> [Given task]: Copy out the lines of the records word for word, from the line with "Return the mask of every instance of the dark" up to and including the line with "599], [178, 546]]".

> [Records shown]:
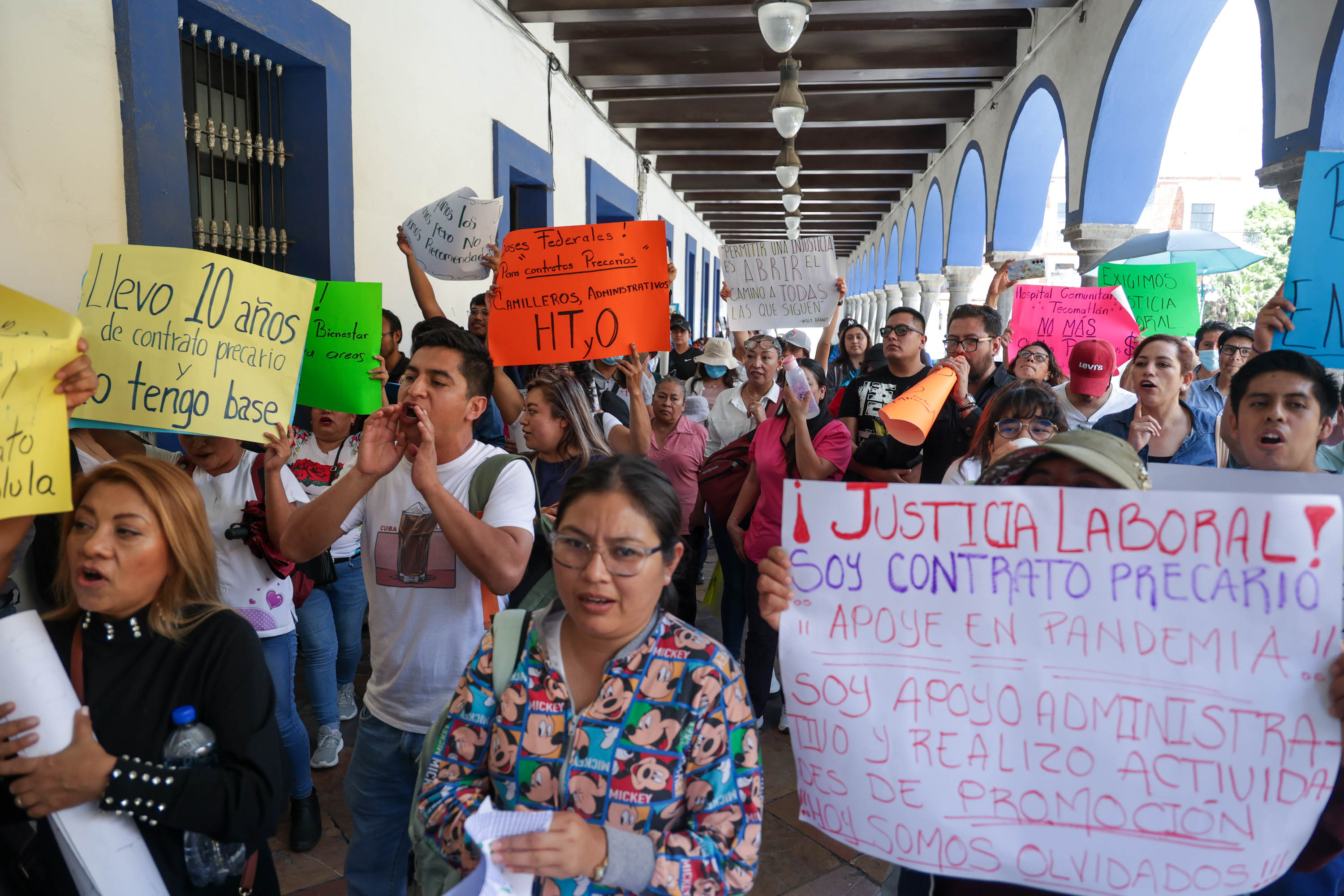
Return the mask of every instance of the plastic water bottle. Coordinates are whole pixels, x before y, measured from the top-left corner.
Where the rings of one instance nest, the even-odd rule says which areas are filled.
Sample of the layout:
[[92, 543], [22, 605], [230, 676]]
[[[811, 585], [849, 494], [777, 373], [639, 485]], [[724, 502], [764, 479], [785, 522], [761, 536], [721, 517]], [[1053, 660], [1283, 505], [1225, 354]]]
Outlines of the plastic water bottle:
[[784, 382], [796, 398], [808, 403], [809, 420], [821, 412], [817, 396], [812, 394], [812, 384], [808, 383], [808, 375], [798, 367], [798, 359], [793, 355], [784, 356]]
[[[171, 768], [212, 767], [216, 762], [215, 732], [196, 721], [196, 708], [177, 707], [172, 711], [172, 721], [177, 727], [164, 743], [164, 764]], [[243, 873], [247, 862], [246, 844], [219, 844], [206, 834], [187, 830], [183, 832], [181, 845], [187, 875], [196, 887], [218, 887], [226, 877]]]

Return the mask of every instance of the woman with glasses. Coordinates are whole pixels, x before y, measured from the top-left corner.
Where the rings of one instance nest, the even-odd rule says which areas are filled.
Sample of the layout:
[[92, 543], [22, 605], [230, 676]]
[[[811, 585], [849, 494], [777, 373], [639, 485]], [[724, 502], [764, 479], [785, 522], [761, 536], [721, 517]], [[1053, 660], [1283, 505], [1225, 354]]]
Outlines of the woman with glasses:
[[642, 458], [594, 463], [564, 488], [559, 599], [530, 621], [499, 700], [493, 665], [513, 657], [481, 638], [419, 794], [425, 833], [454, 868], [481, 861], [464, 823], [488, 797], [555, 813], [546, 832], [491, 845], [496, 865], [538, 876], [536, 892], [751, 889], [761, 751], [738, 664], [661, 609], [680, 524], [676, 490]]
[[[808, 402], [784, 390], [780, 411], [761, 424], [747, 458], [751, 462], [738, 501], [728, 517], [728, 536], [738, 557], [746, 563], [747, 643], [742, 662], [746, 666], [747, 692], [757, 712], [765, 712], [770, 697], [770, 673], [780, 633], [761, 621], [757, 599], [757, 564], [766, 551], [782, 541], [785, 480], [839, 480], [849, 466], [853, 451], [849, 430], [825, 411], [825, 371], [810, 359], [798, 360], [812, 387], [812, 398], [821, 408], [808, 419]], [[743, 528], [742, 520], [750, 516]], [[759, 727], [763, 717], [757, 720]], [[781, 716], [781, 729], [788, 723]]]
[[970, 450], [953, 461], [942, 484], [972, 485], [999, 458], [1067, 429], [1064, 408], [1052, 388], [1036, 380], [1013, 380], [989, 399], [970, 437]]
[[1046, 386], [1059, 386], [1066, 379], [1055, 353], [1039, 340], [1023, 345], [1008, 371], [1020, 380], [1039, 380]]
[[1189, 343], [1169, 333], [1149, 336], [1134, 349], [1128, 376], [1137, 403], [1093, 429], [1125, 439], [1145, 463], [1216, 466], [1216, 418], [1184, 400], [1195, 379]]

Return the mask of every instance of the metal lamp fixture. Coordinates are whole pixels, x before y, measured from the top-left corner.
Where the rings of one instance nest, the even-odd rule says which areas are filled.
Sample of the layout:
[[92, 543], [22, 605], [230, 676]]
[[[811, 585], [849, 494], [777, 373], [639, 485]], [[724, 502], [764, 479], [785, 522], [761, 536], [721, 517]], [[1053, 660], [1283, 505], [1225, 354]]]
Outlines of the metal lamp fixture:
[[789, 52], [808, 27], [812, 0], [757, 0], [751, 4], [761, 36], [775, 52]]
[[781, 187], [793, 187], [798, 183], [800, 171], [802, 171], [802, 161], [793, 149], [793, 137], [788, 137], [780, 154], [774, 157], [774, 176], [780, 179]]
[[774, 129], [785, 140], [793, 137], [802, 128], [802, 117], [808, 111], [808, 101], [798, 90], [798, 69], [802, 63], [793, 56], [785, 56], [780, 63], [780, 90], [770, 101], [770, 117], [774, 120]]

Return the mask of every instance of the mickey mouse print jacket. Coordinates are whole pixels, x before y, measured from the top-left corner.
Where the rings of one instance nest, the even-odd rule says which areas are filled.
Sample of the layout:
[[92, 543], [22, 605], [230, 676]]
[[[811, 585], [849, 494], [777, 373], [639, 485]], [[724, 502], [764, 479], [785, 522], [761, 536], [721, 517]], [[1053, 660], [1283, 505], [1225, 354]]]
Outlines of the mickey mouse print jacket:
[[499, 701], [493, 639], [481, 638], [421, 787], [426, 833], [466, 872], [481, 856], [464, 823], [485, 797], [501, 809], [569, 809], [606, 826], [606, 879], [538, 879], [536, 896], [746, 893], [762, 779], [742, 669], [723, 645], [659, 611], [578, 712], [550, 658], [563, 615], [556, 600], [532, 618]]

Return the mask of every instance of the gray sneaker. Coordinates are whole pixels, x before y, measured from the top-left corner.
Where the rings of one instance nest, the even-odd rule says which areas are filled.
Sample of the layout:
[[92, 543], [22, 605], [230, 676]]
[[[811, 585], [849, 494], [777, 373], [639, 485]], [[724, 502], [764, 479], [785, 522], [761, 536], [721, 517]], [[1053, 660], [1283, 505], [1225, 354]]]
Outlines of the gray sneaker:
[[341, 685], [336, 690], [336, 717], [349, 721], [359, 715], [359, 704], [355, 703], [355, 682]]
[[345, 739], [340, 736], [340, 731], [332, 731], [327, 725], [317, 727], [317, 750], [313, 751], [313, 758], [309, 760], [309, 766], [313, 768], [331, 768], [340, 762], [340, 751], [345, 746]]

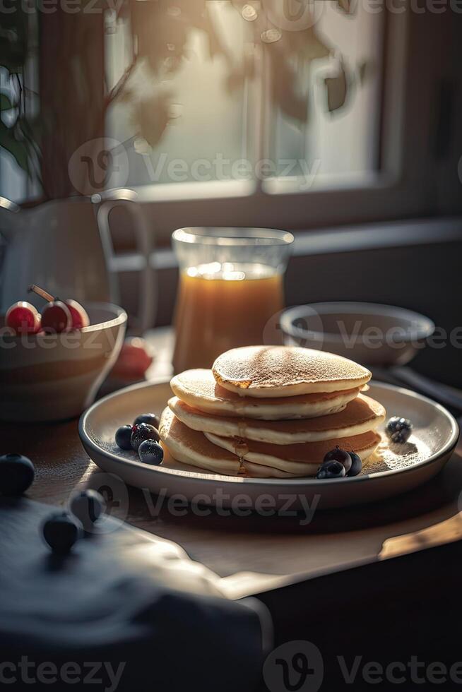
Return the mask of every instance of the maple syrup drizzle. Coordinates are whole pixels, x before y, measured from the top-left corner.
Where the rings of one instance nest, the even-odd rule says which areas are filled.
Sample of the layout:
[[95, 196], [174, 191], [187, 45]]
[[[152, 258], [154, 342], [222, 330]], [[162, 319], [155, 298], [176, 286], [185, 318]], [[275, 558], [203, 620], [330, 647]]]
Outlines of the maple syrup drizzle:
[[237, 421], [238, 435], [234, 438], [235, 454], [239, 457], [239, 468], [238, 475], [240, 476], [246, 473], [244, 460], [246, 455], [249, 453], [249, 447], [246, 441], [247, 425], [245, 418], [244, 417], [245, 409], [244, 396], [239, 395], [239, 399], [235, 402], [234, 406], [236, 412], [240, 416]]

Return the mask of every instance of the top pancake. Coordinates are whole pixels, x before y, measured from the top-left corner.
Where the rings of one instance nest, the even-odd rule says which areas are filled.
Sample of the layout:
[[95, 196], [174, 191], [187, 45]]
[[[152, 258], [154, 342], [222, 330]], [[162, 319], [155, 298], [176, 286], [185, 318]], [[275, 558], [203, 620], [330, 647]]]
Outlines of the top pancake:
[[217, 358], [212, 371], [225, 389], [268, 398], [352, 389], [372, 376], [348, 358], [295, 346], [232, 349]]
[[221, 387], [211, 370], [186, 370], [170, 382], [173, 393], [194, 408], [216, 415], [262, 420], [316, 418], [343, 410], [360, 393], [359, 387], [341, 392], [315, 392], [295, 397], [243, 397]]

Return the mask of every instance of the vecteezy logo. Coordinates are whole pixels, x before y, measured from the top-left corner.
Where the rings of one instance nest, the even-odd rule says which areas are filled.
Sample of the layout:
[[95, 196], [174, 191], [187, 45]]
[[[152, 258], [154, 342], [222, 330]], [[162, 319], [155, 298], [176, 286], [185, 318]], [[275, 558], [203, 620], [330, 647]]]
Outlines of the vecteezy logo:
[[317, 646], [307, 641], [286, 642], [269, 655], [263, 678], [270, 692], [317, 692], [324, 663]]
[[325, 0], [264, 0], [268, 18], [283, 31], [304, 31], [319, 21]]
[[69, 179], [81, 194], [120, 187], [129, 179], [129, 157], [116, 139], [100, 137], [85, 142], [69, 160]]

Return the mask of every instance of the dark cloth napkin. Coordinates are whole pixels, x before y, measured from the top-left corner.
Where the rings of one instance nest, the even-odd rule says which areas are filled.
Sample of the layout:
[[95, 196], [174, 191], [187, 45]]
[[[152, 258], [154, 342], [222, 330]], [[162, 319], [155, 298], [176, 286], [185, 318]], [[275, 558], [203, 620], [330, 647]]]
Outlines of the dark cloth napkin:
[[109, 518], [57, 556], [40, 535], [54, 509], [0, 498], [0, 686], [258, 688], [268, 633], [259, 602], [227, 599], [178, 546]]

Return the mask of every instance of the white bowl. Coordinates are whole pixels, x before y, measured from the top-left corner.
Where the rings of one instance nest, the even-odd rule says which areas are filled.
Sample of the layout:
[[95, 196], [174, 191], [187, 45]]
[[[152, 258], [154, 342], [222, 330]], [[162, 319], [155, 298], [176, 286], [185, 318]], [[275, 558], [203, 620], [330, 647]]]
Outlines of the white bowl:
[[368, 365], [403, 365], [434, 331], [417, 312], [376, 303], [311, 303], [280, 316], [284, 342], [329, 351]]
[[127, 316], [110, 303], [84, 306], [90, 325], [81, 330], [21, 337], [0, 329], [0, 419], [64, 420], [93, 402], [120, 352]]

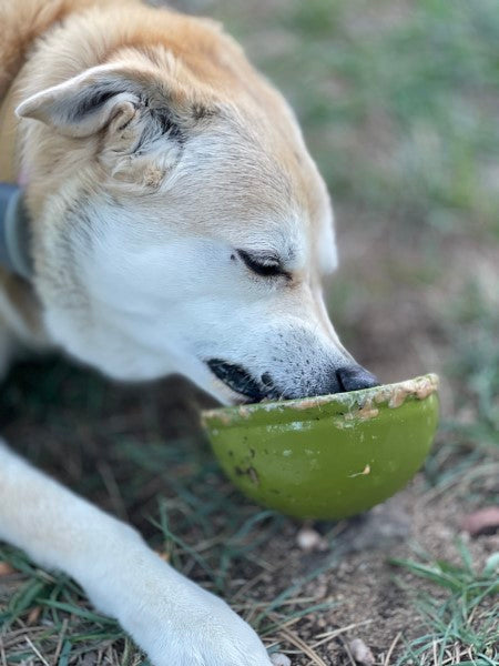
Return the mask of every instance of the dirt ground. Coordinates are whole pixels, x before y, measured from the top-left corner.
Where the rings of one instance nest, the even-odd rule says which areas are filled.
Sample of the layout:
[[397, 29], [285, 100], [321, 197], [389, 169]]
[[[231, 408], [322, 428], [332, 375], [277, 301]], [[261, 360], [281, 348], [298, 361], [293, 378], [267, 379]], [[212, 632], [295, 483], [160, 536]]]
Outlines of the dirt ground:
[[[461, 543], [480, 572], [499, 551], [497, 531], [462, 529], [465, 516], [499, 498], [493, 8], [176, 4], [227, 20], [297, 108], [335, 200], [340, 270], [328, 287], [333, 320], [383, 382], [440, 374], [432, 453], [385, 505], [304, 526], [253, 506], [224, 478], [198, 425], [200, 410], [212, 403], [183, 380], [116, 386], [58, 357], [27, 360], [1, 387], [0, 432], [34, 464], [139, 527], [294, 666], [355, 664], [354, 638], [378, 666], [470, 660], [462, 640], [436, 656], [441, 632], [425, 620], [415, 595], [444, 605], [446, 592], [393, 559], [460, 565]], [[468, 63], [476, 69], [468, 72]], [[470, 89], [470, 80], [480, 87]], [[442, 91], [449, 97], [440, 100]], [[304, 529], [313, 531], [310, 551], [301, 545]], [[116, 626], [81, 615], [88, 603], [72, 583], [7, 546], [1, 561], [9, 566], [0, 566], [0, 666], [147, 664]], [[493, 601], [483, 599], [470, 624]], [[499, 663], [499, 622], [496, 634], [490, 664]], [[414, 659], [408, 646], [424, 636], [430, 647]]]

> [Answer in full]:
Return the mask of every instance of the dark cloth napkin. Coordinates are whole pixels, x before y, measured from the top-left corner.
Where the rings of one instance nest, the even-odd rule says which areas are filled.
Sample of the layout:
[[95, 196], [174, 191], [187, 45]]
[[[152, 258], [154, 342], [222, 330]], [[162, 319], [155, 298], [176, 286], [185, 318]], [[275, 558], [203, 620], [330, 647]]]
Outlines of the dark cloth napkin:
[[109, 518], [57, 556], [40, 535], [54, 509], [0, 498], [0, 686], [258, 688], [268, 633], [259, 602], [227, 599], [178, 546]]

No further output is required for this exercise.